Point labeling dataset excerpts »
────────────────────────────────────────

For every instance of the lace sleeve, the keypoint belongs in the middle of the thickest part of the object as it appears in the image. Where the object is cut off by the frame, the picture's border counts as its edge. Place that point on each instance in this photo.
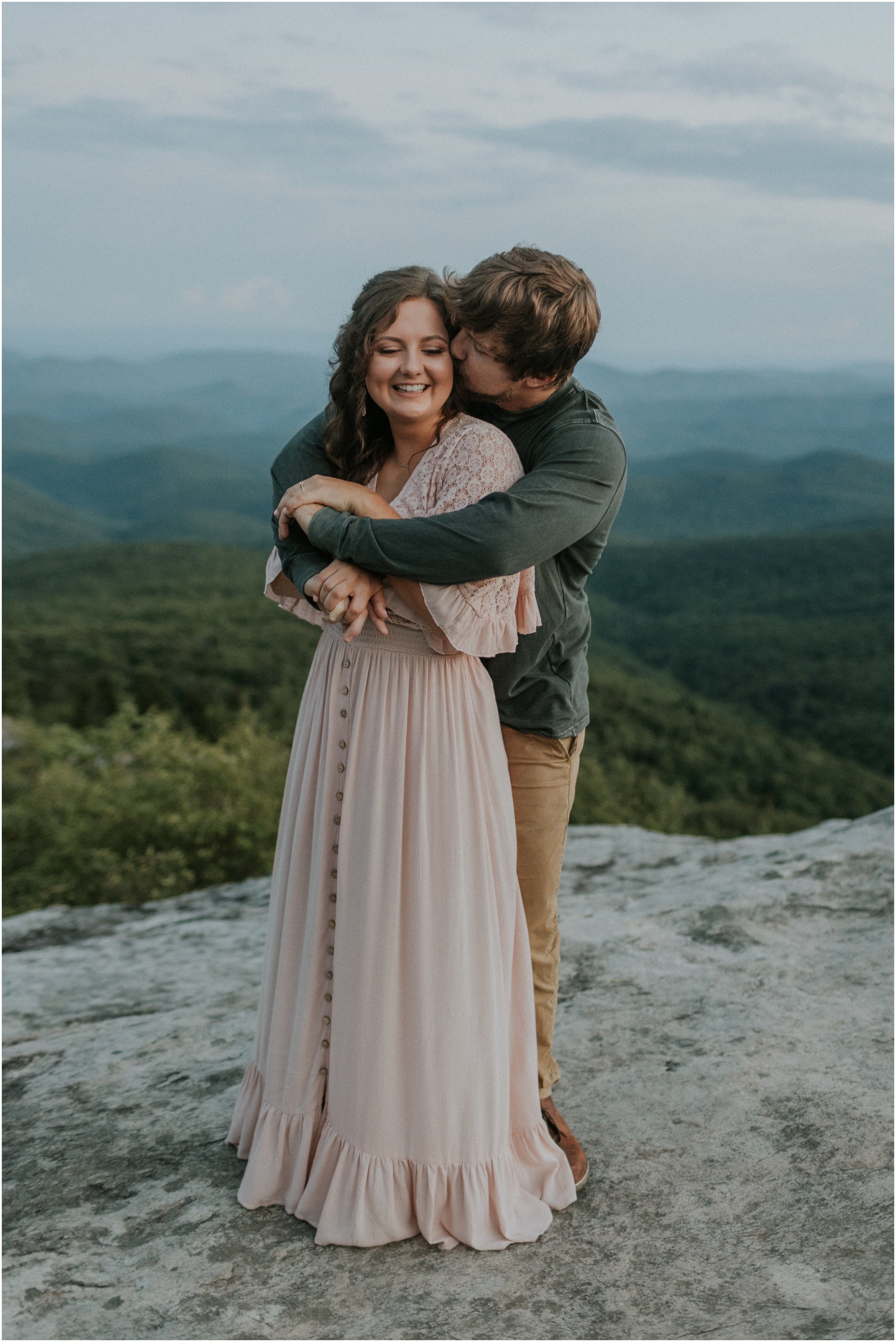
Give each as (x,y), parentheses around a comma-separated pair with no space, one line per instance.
(288,596)
(479,618)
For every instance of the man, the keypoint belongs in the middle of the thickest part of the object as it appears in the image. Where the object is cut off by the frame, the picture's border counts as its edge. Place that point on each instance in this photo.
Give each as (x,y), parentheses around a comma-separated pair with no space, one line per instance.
(526,319)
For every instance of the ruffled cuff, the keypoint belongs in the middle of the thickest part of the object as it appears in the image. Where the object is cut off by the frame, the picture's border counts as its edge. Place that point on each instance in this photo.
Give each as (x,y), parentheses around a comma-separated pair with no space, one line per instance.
(288,596)
(482,635)
(529,618)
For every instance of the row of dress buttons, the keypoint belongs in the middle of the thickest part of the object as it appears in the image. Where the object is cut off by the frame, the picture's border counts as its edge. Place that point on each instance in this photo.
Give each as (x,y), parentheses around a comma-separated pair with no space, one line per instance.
(337,821)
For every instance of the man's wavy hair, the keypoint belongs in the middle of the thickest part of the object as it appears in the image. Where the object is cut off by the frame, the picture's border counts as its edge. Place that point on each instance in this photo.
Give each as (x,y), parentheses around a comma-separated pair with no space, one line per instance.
(540,308)
(357,435)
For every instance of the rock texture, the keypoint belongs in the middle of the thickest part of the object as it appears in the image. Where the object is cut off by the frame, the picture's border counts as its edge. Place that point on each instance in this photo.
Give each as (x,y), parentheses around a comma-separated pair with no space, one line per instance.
(725,1047)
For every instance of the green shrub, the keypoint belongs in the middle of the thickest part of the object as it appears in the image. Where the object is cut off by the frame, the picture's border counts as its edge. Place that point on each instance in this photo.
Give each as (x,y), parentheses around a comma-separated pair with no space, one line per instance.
(137,810)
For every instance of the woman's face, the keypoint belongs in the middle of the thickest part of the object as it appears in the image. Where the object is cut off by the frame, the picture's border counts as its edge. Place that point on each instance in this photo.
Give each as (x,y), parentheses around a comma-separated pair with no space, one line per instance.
(411,374)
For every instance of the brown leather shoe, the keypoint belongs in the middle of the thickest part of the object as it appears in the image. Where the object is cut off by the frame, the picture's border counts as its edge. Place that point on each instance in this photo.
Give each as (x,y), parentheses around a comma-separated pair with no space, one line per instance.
(563,1135)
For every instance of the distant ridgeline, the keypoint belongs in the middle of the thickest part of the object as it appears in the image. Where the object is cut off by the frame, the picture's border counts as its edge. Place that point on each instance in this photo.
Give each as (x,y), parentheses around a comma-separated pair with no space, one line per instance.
(180,449)
(154,693)
(741,657)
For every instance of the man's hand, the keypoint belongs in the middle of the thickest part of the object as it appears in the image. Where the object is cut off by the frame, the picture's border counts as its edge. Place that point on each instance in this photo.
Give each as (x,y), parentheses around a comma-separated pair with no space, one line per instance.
(350,595)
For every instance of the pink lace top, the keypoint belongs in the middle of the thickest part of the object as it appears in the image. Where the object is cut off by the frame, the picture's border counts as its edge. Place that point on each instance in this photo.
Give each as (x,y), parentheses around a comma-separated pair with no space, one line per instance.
(482,619)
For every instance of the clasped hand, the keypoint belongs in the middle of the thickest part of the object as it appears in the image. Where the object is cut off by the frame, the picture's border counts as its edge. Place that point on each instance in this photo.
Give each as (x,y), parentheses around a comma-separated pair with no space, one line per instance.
(306,498)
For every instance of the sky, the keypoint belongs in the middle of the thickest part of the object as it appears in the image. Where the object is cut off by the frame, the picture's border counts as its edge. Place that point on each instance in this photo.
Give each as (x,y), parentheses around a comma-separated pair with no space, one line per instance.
(206,175)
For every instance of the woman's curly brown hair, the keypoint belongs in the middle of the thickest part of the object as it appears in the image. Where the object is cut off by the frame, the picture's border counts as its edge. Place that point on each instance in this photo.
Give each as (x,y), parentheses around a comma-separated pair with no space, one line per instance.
(357,435)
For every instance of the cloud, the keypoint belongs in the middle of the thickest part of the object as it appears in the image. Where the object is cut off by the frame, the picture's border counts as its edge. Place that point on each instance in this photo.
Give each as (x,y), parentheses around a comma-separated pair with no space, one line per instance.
(259,294)
(756,70)
(290,125)
(785,160)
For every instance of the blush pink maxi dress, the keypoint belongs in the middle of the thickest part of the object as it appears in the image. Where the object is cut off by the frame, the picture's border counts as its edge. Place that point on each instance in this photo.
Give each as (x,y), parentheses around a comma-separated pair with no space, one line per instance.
(393,1089)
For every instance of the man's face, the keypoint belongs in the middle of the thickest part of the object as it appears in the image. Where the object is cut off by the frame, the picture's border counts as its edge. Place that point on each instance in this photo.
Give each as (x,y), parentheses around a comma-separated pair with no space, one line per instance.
(481,370)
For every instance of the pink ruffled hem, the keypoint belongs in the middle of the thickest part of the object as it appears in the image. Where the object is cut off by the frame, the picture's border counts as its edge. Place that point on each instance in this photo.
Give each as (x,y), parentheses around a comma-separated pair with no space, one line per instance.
(298,1161)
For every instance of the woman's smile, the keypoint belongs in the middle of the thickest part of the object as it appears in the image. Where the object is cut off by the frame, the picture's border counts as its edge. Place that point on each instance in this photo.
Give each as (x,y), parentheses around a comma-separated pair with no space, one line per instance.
(411,372)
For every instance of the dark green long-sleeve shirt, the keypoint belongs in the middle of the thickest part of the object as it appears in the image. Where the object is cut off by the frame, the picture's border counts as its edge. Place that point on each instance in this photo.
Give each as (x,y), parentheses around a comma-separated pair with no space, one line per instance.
(557,517)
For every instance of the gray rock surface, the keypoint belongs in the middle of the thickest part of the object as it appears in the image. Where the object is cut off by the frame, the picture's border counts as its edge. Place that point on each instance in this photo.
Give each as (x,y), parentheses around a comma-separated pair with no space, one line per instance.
(725,1043)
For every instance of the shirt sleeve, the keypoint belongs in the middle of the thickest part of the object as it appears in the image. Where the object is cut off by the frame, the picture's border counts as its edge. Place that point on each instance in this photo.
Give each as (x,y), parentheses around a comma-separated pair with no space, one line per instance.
(303,455)
(573,489)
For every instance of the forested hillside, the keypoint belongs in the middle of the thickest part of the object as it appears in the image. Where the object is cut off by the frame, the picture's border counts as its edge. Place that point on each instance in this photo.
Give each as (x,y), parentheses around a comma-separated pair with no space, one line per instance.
(797,630)
(107,799)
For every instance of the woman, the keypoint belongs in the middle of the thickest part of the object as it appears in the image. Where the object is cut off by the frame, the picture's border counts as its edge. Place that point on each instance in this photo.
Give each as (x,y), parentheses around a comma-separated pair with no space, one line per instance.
(393,1089)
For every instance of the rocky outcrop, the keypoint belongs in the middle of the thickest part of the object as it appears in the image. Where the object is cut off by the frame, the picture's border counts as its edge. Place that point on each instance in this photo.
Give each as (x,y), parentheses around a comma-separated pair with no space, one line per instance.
(725,1047)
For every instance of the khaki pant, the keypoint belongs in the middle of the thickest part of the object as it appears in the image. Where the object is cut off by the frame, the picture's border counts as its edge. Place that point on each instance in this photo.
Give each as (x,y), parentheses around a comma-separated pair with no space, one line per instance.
(542,775)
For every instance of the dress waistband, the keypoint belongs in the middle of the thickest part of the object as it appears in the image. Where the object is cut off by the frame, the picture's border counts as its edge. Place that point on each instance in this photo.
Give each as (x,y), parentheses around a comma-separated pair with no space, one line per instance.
(410,642)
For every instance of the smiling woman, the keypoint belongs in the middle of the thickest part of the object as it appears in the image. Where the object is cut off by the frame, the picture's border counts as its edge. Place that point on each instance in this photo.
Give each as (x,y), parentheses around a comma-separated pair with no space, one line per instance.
(399,316)
(397,930)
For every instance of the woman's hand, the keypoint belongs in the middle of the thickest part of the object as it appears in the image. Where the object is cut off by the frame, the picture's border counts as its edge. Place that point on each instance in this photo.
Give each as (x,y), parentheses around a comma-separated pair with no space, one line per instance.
(302,513)
(328,492)
(350,595)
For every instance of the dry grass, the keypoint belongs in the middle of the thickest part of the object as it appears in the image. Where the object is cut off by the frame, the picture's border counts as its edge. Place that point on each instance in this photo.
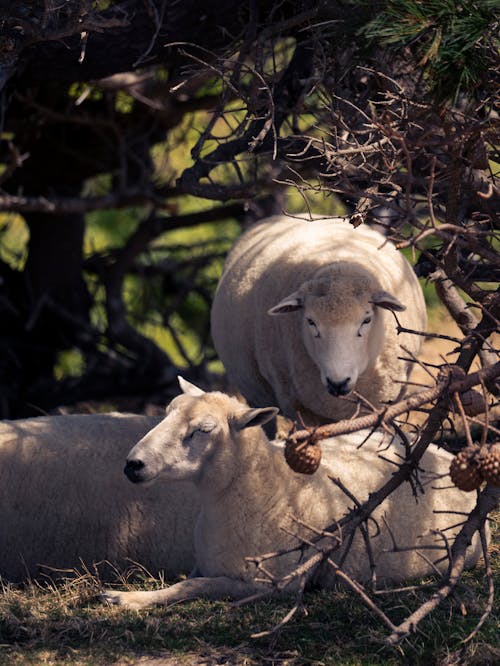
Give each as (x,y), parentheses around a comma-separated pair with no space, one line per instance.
(65,623)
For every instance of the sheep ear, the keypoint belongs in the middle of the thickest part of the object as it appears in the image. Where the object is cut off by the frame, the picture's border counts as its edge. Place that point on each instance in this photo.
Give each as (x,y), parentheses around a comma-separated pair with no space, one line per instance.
(291,303)
(188,388)
(254,417)
(383,299)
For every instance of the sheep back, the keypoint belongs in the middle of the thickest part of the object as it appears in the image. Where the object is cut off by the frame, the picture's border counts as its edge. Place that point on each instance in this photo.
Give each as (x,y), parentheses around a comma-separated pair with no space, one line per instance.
(65,502)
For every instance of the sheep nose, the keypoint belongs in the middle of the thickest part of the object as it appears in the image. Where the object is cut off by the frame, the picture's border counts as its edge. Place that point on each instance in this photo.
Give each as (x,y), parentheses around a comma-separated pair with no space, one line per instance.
(338,388)
(132,470)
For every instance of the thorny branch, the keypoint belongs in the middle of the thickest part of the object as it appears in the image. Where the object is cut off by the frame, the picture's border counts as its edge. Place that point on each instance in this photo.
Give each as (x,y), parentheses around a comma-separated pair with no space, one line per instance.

────────────────────────────────────────

THE PROBLEM »
Take the records from the line with "For every instance of the sheep ear, the" through the end, and change every "thickest part" to "widest part". Write out only those lines, with nothing else altered.

OUTPUT BELOW »
For every instance of the sheep ear, the keypoint belongs in the middle of the widest part of the object as it appears in the image. Where the object is cut off by the frame, the picture's border counts as its edge. Place that point on each instance in this photo.
Give each as (x,y), parentheses around a comma-separated pair with no space, one line per instance.
(291,303)
(188,388)
(254,417)
(383,299)
For every instance of the sheep back, the keypoint belongs in the middle of the widest part of the object as it appears in the image. Where the object is cut off by the frame, the picture's border counts as its edge. Place that point on each instance in this photo.
Give each as (x,y), parentheses around a comma-separated pair with no space, one line per instance.
(65,502)
For every instance of the sheep nose, the keypoint belongs in the middle of the widest part of the object as it appears in the image. Where the object is cut off by the frame, the picture's border counts as its edge. Place that point on each instance in this photo.
Give each as (x,y), parentheses around a comma-separated pair with no space, one line per instance.
(338,388)
(132,470)
For every instance of the thorny branch, the keypoint belongs in the middle of the widest part of the object as it appears in the image. Where the object is cut off by the frame, the picture's border counts as its edge. Place that point on each instance in this photo.
Give each as (x,y), parentheses around a comma-separated pair with no space, one line per instance.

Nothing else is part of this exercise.